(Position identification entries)
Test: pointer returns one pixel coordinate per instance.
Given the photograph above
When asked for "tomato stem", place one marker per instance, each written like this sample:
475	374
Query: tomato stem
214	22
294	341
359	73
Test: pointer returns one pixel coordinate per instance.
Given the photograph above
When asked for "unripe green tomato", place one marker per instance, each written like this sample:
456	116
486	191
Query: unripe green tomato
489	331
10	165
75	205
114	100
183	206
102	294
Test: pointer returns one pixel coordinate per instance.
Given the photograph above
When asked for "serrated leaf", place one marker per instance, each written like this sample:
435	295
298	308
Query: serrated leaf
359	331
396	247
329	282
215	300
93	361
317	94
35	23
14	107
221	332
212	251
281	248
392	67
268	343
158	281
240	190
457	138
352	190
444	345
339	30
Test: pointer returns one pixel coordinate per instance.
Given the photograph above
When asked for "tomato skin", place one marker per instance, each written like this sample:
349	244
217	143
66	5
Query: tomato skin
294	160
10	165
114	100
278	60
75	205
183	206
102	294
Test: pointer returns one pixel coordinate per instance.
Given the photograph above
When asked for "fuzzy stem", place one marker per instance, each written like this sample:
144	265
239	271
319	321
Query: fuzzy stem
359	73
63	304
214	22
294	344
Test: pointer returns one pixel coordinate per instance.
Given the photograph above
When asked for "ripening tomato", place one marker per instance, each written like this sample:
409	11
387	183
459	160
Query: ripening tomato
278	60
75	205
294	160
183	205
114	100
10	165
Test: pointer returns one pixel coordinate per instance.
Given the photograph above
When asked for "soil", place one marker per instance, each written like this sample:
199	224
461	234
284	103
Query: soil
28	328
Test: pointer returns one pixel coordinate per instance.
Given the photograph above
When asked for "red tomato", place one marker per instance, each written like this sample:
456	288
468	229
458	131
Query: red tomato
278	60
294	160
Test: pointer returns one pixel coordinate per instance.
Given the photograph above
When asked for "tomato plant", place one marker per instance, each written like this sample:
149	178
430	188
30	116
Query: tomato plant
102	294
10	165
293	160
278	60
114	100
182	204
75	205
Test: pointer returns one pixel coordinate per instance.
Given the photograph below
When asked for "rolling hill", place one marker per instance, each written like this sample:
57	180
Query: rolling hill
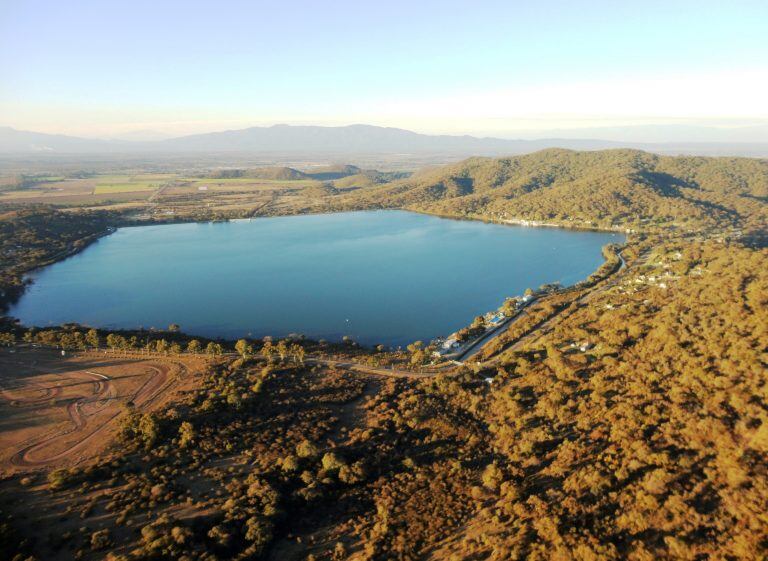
611	188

=== What you have to do ===
Count the lines in the entries above that contain the string "ripening", treating case as significant. Reply with the number only.

=== Correct response ===
2